** start of Text provided **

[LTP] [PATCH 2/2] lib: Add test library design document

Jan Stancek jstancek@redhat.com
Tue Dec 1 08:42:43 CET 2020


On Fri, Nov 27, 2020 at 05:31:50PM +0100, Cyril Hrubis wrote:
>Which tries to explain high level overview and design choices for the
>test library.
>
>Signed-off-by: Cyril Hrubis <chrubis@suse.cz>
>---
> lib/README.md | 130 ++++++++++++++++++++++++++++++++++++++++++++++++++
> 1 file changed, 130 insertions(+)
> create mode 100644 lib/README.md
>
>diff --git a/lib/README.md b/lib/README.md
>new file mode 100644
>index 000000000..6efd3cf33
>--- /dev/null
>+++ b/lib/README.md
>@@ -0,0 +1,130 @@
>+# Test library design document
>+
>+## Test lifetime overview
>+
>+When a test is executed the very first thing to happen is that the we check for
>+various test pre-requisities. These are described in the tst\_test structure
>+and range from simple '.require\_root' to a more complicated kernel .config
>+boolean expressions such as:
>+"CONFIG\_X86\_INTEL\_UMIP=y | CONFIG\_X86\_UMIP=y".

** end of Text provided **
** start of Exercise materials **

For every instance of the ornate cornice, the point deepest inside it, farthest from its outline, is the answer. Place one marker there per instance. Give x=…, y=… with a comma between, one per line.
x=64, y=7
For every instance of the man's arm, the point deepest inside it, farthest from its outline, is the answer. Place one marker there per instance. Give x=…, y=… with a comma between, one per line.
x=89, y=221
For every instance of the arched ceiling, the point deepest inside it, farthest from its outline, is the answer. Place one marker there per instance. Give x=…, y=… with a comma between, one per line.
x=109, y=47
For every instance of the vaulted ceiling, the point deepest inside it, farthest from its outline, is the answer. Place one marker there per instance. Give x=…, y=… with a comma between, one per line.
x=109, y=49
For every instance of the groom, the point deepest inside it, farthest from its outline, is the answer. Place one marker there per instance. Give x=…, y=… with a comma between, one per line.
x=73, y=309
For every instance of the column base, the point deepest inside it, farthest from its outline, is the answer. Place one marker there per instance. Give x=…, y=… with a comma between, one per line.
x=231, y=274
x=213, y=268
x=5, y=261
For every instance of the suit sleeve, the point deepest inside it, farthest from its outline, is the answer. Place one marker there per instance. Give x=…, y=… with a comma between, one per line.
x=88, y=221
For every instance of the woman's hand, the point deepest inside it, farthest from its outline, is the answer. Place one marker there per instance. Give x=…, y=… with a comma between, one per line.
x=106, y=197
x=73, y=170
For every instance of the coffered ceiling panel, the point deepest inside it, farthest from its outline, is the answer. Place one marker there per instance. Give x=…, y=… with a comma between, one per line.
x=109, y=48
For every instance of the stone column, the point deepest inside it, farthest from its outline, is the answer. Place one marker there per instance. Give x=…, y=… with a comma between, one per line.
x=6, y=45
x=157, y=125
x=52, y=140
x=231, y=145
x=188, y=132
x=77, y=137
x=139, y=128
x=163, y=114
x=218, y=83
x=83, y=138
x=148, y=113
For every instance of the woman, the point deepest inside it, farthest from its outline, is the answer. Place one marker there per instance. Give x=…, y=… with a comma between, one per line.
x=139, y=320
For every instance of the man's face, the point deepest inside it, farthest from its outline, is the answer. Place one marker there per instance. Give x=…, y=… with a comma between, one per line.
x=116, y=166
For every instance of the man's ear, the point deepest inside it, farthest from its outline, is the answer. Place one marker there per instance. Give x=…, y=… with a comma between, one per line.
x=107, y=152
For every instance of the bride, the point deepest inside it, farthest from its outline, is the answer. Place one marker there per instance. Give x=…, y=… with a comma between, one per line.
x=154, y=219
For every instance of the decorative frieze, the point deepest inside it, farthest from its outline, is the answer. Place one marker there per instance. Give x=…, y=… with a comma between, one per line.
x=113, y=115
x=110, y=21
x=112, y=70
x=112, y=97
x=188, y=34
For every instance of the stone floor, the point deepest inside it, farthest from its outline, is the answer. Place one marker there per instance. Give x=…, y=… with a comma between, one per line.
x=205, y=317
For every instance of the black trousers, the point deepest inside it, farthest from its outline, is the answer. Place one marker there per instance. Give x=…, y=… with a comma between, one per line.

** end of Exercise materials **

Exercise task A
What file does the patch email create?
Exercise task B
Please copy the rows starting at the line that contains "For every instance of the woman's" and ending at the line that contains "x=107, y=152", with both of those lines included.
The patch email and the rows do not share a source.

Full answer A
lib/README.md

Full answer B
For every instance of the woman's hand, the point deepest inside it, farthest from its outline, is the answer. Place one marker there per instance. Give x=…, y=… with a comma between, one per line.
x=106, y=197
x=73, y=170
For every instance of the coffered ceiling panel, the point deepest inside it, farthest from its outline, is the answer. Place one marker there per instance. Give x=…, y=… with a comma between, one per line.
x=109, y=48
For every instance of the stone column, the point deepest inside it, farthest from its outline, is the answer. Place one marker there per instance. Give x=…, y=… with a comma between, one per line.
x=6, y=45
x=157, y=125
x=52, y=140
x=231, y=145
x=188, y=132
x=77, y=137
x=139, y=128
x=163, y=114
x=218, y=83
x=83, y=138
x=148, y=113
For every instance of the woman, the point deepest inside it, farthest from its outline, is the answer. Place one marker there per instance. Give x=…, y=… with a comma between, one per line.
x=139, y=320
For every instance of the man's face, the point deepest inside it, farthest from its outline, is the answer. Place one marker there per instance. Give x=…, y=… with a comma between, one per line.
x=116, y=166
For every instance of the man's ear, the point deepest inside it, farthest from its outline, is the answer. Place one marker there per instance. Give x=…, y=… with a comma between, one per line.
x=107, y=152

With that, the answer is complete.